• [Document extract]

Notation an symbology comes out of a minmax optimisation. Minimizing complexity maximizing reach. As with every local critical point, it is probably not the only state we could have ended at.

For example, for your point 1: we could probably start there, but once you get familiar with the notation you dont want to keep writing a huge list of parameters, so you would probably come up with a higher level data structure parameter which is more abstract to write it as an input. And then the next generation would complain that the data structure is too abstract/takes too much effort to be comunicated to someone new to the field, because they did not live the problem that made you come with a solution first hand.

And for you point 2: where do you draw the line with your hyperlinks. If you mention the real plane, do you reference the construction of the real numbers? And dimensionl? If you reason a proof by contradiction, do you reference the axioms of logic? If you say "let {xn} be a converging sequence" do you reference convergence, natural numbers and sets? Or just convergence? Its not that simple, so we came up with a minmax solution which is what everybody does now.

Having said this, there are a lot of articles books that are not easy to understand. But that is probably more of an issue of them being written by someone who is bad at communicating, than because of the notation.

Go ahead. Write a math paper with your proposed new notation with hyperlinks and submit it to a journal somewhere.

(1) I always tell my students that if they don't understand why things are done a certain way, that they should try to do it in the way most natural to them and then iterate to improve it. Eventually they will settle on something very similar to most common practice.

(2) Higher-level proofs are using so many ideas simultaneously that doing this would be tantamount to writing Lean code from scratch: painful.

• [Data listing]
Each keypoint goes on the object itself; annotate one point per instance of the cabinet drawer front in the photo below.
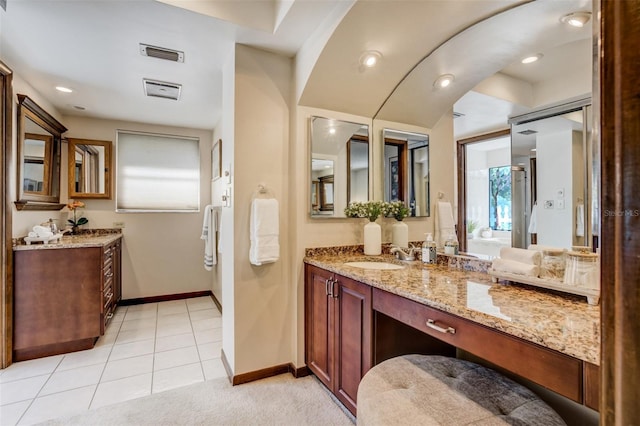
(553, 370)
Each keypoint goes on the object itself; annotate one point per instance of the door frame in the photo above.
(6, 278)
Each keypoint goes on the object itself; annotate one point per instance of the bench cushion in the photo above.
(437, 390)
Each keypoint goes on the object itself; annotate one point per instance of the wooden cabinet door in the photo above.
(319, 325)
(353, 325)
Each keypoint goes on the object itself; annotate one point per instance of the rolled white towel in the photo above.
(515, 267)
(529, 257)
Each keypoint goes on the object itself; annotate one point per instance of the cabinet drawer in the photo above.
(553, 370)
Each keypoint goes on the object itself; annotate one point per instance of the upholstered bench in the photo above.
(436, 390)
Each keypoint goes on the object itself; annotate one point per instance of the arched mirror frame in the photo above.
(101, 175)
(26, 200)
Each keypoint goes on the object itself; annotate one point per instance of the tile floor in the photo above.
(146, 349)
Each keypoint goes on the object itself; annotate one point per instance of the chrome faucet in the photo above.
(403, 255)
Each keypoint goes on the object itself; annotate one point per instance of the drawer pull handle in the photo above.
(432, 324)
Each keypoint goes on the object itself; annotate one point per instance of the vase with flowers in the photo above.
(399, 230)
(76, 222)
(372, 231)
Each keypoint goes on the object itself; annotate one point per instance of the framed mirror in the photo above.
(339, 166)
(39, 144)
(89, 168)
(406, 170)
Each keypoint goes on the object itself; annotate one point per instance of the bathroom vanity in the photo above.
(358, 317)
(65, 293)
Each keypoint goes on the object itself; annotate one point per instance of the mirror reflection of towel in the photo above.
(533, 219)
(580, 220)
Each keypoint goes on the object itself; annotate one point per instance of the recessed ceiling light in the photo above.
(370, 58)
(443, 81)
(532, 58)
(576, 19)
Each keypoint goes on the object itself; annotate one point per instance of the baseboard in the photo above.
(216, 301)
(166, 298)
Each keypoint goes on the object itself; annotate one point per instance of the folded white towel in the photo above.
(209, 225)
(264, 231)
(515, 267)
(529, 257)
(445, 224)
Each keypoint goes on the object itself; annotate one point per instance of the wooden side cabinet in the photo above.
(339, 329)
(63, 298)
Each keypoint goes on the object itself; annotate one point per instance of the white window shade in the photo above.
(157, 173)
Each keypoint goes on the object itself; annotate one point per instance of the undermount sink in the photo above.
(375, 265)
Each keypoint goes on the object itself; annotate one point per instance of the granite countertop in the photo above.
(565, 323)
(88, 238)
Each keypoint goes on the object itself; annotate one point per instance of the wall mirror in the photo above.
(89, 163)
(551, 176)
(406, 170)
(339, 166)
(39, 145)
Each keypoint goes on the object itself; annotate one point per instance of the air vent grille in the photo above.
(161, 53)
(162, 89)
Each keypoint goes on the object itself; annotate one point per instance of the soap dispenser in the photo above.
(429, 249)
(451, 245)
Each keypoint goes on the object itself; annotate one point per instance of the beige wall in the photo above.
(262, 296)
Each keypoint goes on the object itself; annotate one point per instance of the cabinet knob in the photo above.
(432, 324)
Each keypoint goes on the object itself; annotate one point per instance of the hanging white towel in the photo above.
(580, 220)
(445, 222)
(533, 220)
(209, 226)
(264, 231)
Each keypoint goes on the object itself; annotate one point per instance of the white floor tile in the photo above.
(58, 405)
(122, 390)
(208, 336)
(173, 329)
(132, 315)
(129, 336)
(204, 314)
(176, 377)
(119, 369)
(179, 318)
(10, 414)
(31, 368)
(213, 369)
(172, 309)
(139, 324)
(210, 350)
(109, 339)
(21, 390)
(175, 358)
(72, 379)
(207, 324)
(84, 358)
(128, 350)
(175, 342)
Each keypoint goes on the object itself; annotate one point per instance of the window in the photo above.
(500, 198)
(157, 173)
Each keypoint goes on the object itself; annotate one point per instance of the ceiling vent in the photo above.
(161, 53)
(162, 89)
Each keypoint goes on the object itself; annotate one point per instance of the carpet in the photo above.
(279, 400)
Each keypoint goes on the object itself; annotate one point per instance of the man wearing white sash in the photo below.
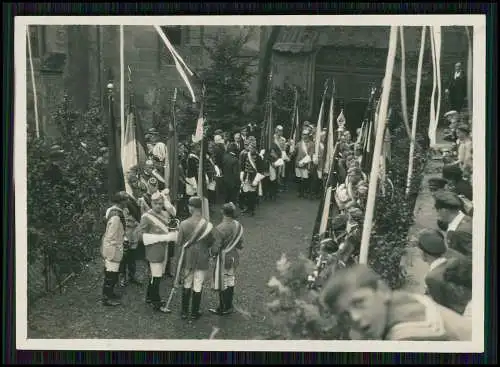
(112, 247)
(196, 238)
(156, 235)
(303, 152)
(251, 176)
(227, 259)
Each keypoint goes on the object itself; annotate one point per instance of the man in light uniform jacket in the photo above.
(227, 258)
(195, 238)
(112, 247)
(155, 232)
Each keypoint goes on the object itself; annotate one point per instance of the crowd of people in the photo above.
(445, 311)
(241, 172)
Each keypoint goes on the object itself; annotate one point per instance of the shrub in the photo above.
(67, 197)
(227, 81)
(295, 310)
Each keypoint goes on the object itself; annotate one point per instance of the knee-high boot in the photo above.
(195, 307)
(185, 301)
(228, 300)
(222, 304)
(109, 297)
(155, 293)
(149, 290)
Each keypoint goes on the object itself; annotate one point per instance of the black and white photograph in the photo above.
(239, 183)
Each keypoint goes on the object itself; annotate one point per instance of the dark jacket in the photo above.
(231, 169)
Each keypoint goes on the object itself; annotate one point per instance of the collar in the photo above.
(439, 261)
(456, 222)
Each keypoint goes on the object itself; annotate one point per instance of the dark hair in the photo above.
(452, 173)
(459, 271)
(120, 197)
(346, 279)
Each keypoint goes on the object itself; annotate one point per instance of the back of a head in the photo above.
(459, 271)
(348, 279)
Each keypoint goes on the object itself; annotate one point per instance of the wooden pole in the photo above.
(122, 87)
(379, 140)
(32, 71)
(415, 111)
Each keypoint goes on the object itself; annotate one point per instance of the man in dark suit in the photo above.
(449, 210)
(231, 169)
(457, 88)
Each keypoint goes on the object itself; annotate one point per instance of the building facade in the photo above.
(77, 60)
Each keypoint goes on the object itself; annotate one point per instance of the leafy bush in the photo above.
(67, 196)
(227, 81)
(295, 311)
(395, 214)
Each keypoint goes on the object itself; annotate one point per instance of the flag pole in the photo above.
(384, 104)
(32, 71)
(122, 86)
(415, 111)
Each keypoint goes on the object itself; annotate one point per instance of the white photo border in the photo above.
(478, 22)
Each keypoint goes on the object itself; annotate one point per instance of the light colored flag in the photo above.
(180, 65)
(133, 152)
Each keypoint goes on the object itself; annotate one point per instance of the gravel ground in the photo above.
(76, 312)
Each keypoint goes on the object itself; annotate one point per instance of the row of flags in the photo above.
(133, 150)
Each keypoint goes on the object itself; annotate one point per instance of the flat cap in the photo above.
(464, 127)
(339, 222)
(447, 200)
(229, 209)
(437, 182)
(460, 241)
(431, 241)
(452, 172)
(355, 213)
(195, 202)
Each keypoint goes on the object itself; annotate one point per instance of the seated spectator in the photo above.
(460, 241)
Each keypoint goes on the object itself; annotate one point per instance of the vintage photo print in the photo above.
(250, 183)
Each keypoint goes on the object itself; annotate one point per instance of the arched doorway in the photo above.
(355, 71)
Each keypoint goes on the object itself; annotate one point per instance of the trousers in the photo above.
(194, 279)
(112, 266)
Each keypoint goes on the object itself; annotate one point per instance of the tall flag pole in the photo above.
(415, 111)
(122, 85)
(295, 118)
(435, 33)
(319, 125)
(202, 181)
(379, 140)
(469, 71)
(404, 101)
(33, 83)
(180, 65)
(172, 171)
(115, 173)
(330, 137)
(133, 152)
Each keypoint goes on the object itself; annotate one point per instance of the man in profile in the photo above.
(376, 312)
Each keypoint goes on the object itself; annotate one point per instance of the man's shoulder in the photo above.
(416, 318)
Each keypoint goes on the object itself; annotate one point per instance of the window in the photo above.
(175, 36)
(37, 40)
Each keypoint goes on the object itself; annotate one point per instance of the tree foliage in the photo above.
(227, 80)
(67, 196)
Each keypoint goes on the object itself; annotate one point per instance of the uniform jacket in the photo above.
(154, 252)
(226, 230)
(112, 240)
(196, 256)
(416, 317)
(231, 169)
(301, 153)
(443, 292)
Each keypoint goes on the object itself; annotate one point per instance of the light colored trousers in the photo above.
(194, 279)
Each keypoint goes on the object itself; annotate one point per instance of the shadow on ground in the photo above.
(76, 312)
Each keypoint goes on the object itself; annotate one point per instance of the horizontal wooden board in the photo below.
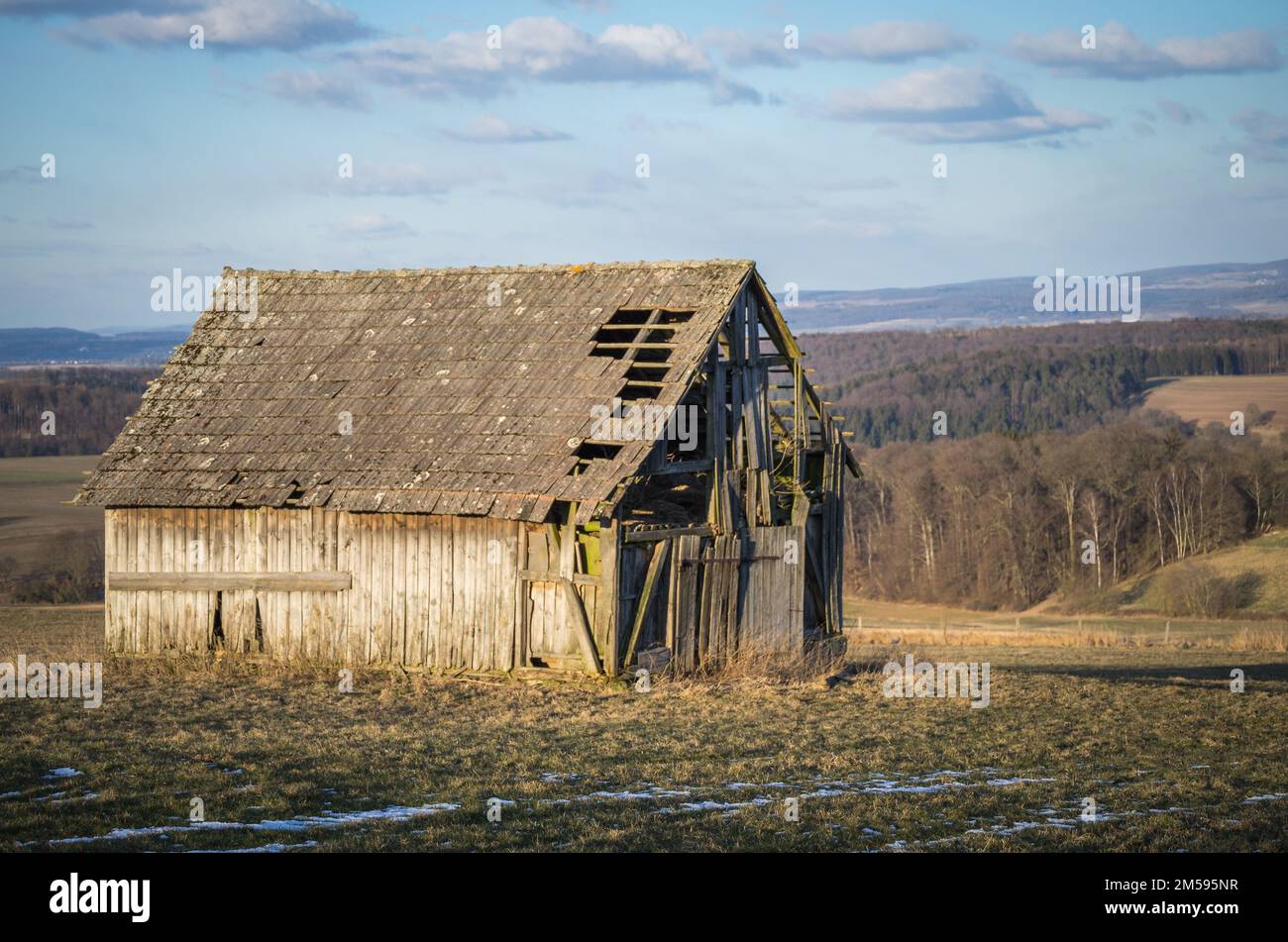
(214, 581)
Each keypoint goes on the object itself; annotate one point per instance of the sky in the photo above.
(838, 145)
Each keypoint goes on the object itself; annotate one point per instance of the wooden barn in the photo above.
(488, 469)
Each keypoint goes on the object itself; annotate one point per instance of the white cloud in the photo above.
(1177, 112)
(540, 50)
(952, 104)
(883, 42)
(945, 94)
(1266, 134)
(232, 25)
(1121, 54)
(489, 129)
(314, 87)
(400, 180)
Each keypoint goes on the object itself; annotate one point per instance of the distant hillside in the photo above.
(1253, 576)
(62, 345)
(1203, 399)
(1190, 291)
(89, 405)
(1016, 379)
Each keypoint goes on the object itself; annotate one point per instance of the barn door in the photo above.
(550, 637)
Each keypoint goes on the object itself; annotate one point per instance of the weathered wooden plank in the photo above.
(651, 579)
(398, 576)
(668, 533)
(205, 581)
(581, 626)
(605, 607)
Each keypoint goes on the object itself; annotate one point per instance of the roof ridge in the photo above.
(481, 269)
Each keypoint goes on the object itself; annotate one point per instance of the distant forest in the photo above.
(89, 407)
(1018, 381)
(1000, 523)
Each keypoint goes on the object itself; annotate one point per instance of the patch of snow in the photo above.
(327, 818)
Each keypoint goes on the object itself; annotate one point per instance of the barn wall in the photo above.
(426, 589)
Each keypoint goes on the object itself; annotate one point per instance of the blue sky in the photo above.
(815, 161)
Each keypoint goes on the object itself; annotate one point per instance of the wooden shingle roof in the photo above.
(468, 391)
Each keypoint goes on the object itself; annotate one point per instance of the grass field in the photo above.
(1212, 398)
(283, 761)
(879, 620)
(34, 510)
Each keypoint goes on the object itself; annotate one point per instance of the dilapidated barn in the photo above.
(485, 469)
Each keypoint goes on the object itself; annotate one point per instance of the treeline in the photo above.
(996, 521)
(65, 411)
(1020, 381)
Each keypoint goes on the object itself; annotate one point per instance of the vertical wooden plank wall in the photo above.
(429, 590)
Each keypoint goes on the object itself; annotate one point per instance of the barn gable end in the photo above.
(411, 468)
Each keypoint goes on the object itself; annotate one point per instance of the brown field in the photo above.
(34, 510)
(1212, 398)
(282, 761)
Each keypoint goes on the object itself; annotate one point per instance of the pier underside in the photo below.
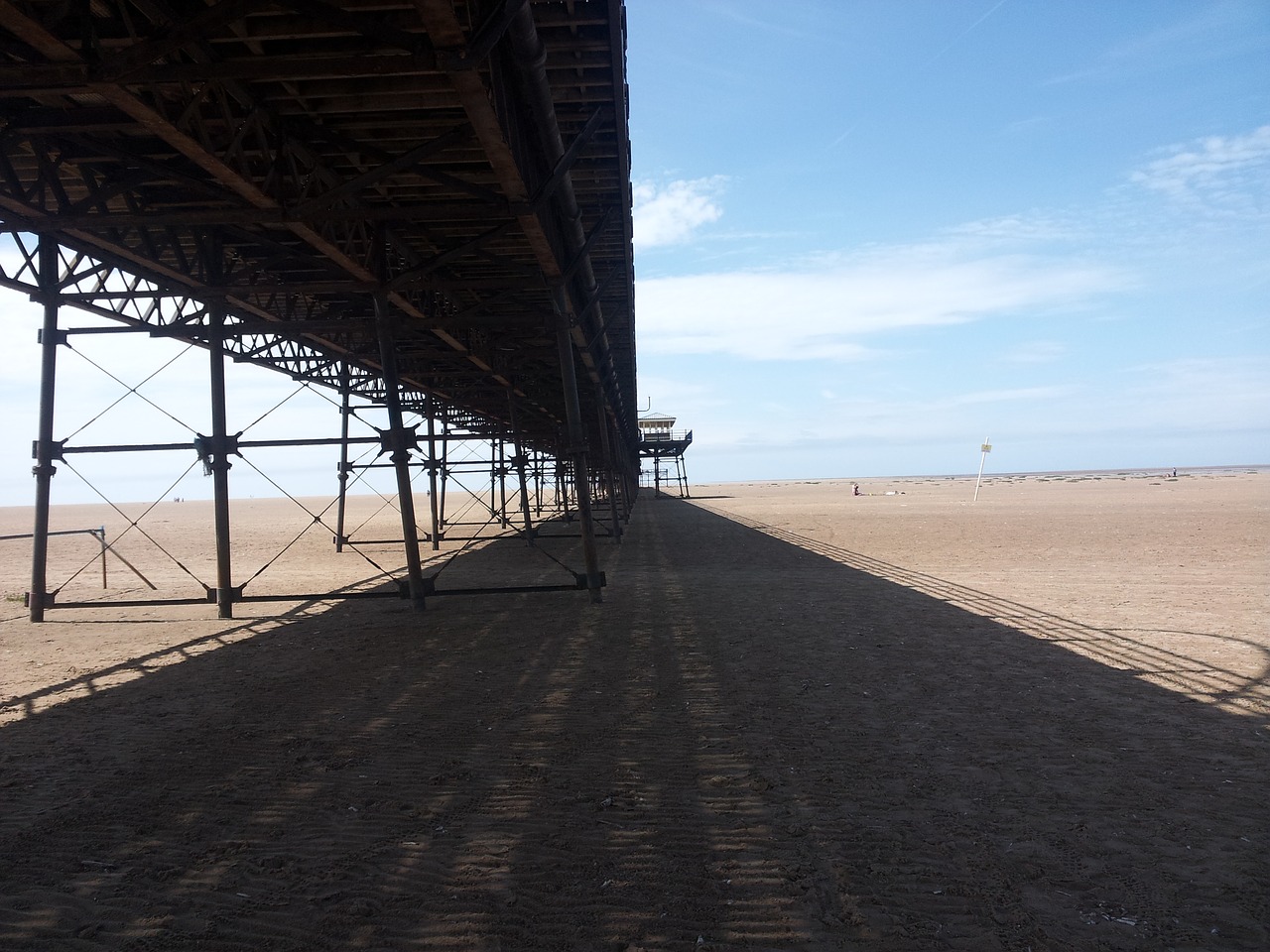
(422, 207)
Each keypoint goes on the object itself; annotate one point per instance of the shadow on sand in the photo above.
(748, 746)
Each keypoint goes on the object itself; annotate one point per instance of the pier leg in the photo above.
(576, 447)
(606, 445)
(434, 503)
(44, 468)
(218, 460)
(400, 451)
(344, 388)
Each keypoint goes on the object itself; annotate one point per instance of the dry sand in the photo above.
(801, 720)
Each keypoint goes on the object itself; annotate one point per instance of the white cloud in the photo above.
(824, 308)
(670, 213)
(1035, 352)
(1227, 175)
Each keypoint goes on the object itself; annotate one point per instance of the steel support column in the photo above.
(218, 461)
(344, 409)
(44, 470)
(576, 447)
(432, 477)
(400, 451)
(606, 445)
(520, 468)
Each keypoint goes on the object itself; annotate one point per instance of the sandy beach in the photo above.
(802, 719)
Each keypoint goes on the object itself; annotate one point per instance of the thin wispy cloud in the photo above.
(1216, 33)
(1035, 352)
(1227, 175)
(671, 213)
(833, 307)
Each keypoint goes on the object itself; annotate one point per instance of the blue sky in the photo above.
(871, 234)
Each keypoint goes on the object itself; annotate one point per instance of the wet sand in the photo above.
(801, 720)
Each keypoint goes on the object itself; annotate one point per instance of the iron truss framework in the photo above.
(422, 203)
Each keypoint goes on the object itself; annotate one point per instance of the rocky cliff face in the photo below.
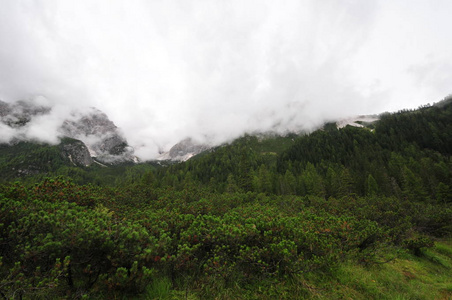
(101, 136)
(184, 150)
(97, 135)
(77, 152)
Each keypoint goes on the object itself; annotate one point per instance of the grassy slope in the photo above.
(406, 277)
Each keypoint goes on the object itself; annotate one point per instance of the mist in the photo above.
(212, 70)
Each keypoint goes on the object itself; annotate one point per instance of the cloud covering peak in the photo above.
(167, 70)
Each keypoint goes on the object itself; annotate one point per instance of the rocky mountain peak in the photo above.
(184, 150)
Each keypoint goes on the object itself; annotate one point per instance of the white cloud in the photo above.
(165, 70)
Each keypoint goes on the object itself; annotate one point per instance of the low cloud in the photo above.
(164, 71)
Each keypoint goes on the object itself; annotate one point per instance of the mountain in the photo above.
(94, 137)
(184, 150)
(248, 219)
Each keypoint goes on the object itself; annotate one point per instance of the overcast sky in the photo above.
(166, 70)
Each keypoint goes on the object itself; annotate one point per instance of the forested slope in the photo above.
(262, 217)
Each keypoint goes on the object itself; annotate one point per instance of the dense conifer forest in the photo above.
(355, 213)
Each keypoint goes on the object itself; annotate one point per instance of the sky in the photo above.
(213, 70)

• [Written problem] Copy the passage from the notation thread above, reproducing it word for word between "Having said this, there" and "from scratch: painful.", inclusive.

• [Written answer]
Having said this, there are a lot of articles books that are not easy to understand. But that is probably more of an issue of them being written by someone who is bad at communicating, than because of the notation.

Go ahead. Write a math paper with your proposed new notation with hyperlinks and submit it to a journal somewhere.

(1) I always tell my students that if they don't understand why things are done a certain way, that they should try to do it in the way most natural to them and then iterate to improve it. Eventually they will settle on something very similar to most common practice.

(2) Higher-level proofs are using so many ideas simultaneously that doing this would be tantamount to writing Lean code from scratch: painful.